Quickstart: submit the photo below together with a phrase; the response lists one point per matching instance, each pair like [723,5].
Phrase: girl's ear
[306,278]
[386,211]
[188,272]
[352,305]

☆ ☆ ☆ ☆

▸ What to do
Shift every coordinate in the answer points by adding 32 to each number, and write out all the lines of the data above again, including the request lines, which stay unchanged.

▸ Solved exercise
Quickstart: submit the photo below together with a phrase; the response lists one point per matching instance, each pair like [723,5].
Phrase: girl's ear
[338,310]
[418,243]
[220,304]
[384,337]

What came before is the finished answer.